▶ **Task input**:
* * *
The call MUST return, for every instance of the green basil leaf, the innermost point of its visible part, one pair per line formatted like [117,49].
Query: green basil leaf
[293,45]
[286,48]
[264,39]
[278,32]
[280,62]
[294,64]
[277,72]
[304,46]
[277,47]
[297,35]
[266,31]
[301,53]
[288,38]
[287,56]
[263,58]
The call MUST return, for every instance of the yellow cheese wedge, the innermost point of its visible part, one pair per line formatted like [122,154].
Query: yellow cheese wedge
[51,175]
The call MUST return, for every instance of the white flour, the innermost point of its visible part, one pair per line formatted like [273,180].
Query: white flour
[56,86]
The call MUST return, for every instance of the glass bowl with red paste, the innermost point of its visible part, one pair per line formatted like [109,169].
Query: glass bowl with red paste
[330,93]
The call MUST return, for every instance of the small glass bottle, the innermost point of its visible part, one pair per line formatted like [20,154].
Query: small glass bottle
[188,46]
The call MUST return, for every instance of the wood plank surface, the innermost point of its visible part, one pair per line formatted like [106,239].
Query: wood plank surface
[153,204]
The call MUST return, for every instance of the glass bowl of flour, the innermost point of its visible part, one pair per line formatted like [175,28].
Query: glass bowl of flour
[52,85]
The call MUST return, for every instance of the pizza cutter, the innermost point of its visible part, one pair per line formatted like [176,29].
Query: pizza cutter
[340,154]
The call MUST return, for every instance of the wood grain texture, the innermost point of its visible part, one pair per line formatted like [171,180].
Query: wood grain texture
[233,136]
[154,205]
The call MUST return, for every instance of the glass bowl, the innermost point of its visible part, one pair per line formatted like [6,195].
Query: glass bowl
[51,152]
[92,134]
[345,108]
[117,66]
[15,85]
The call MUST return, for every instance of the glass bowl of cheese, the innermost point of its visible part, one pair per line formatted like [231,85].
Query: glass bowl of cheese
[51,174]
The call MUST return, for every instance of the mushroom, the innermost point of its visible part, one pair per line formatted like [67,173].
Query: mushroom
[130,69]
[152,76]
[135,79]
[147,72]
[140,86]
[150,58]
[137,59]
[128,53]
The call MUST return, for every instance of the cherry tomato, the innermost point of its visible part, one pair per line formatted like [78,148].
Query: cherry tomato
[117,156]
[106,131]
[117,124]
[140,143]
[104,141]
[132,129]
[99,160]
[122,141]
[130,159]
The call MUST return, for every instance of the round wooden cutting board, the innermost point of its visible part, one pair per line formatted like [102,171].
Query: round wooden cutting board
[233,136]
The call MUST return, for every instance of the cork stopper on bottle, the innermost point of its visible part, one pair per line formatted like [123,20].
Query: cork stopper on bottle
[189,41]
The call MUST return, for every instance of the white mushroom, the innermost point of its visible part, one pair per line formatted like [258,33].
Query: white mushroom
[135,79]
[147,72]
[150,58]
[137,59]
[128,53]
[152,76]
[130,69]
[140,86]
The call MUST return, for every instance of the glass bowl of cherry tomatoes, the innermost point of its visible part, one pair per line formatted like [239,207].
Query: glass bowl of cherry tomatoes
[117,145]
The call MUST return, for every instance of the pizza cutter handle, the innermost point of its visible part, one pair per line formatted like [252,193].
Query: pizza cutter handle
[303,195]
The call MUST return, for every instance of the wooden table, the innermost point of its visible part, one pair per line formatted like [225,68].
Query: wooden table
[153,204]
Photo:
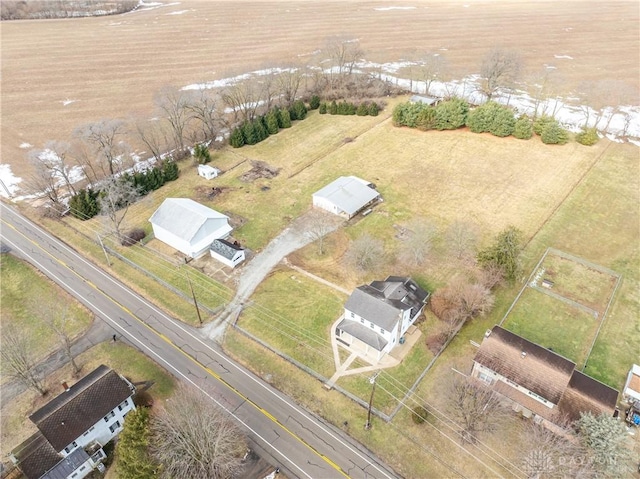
* * *
Collect each line of the items above that contains the string "white". Case counts.

▶ **Expected answer**:
The call MUST return, for every instance of the white flour, the innermost point of its visible part, one pair per line formatted like [273,180].
Query: white flour
The call MUST return, for every instance of the white mushroom, the innermost point of its visible part, one pair per line formatted like [258,33].
Query: white mushroom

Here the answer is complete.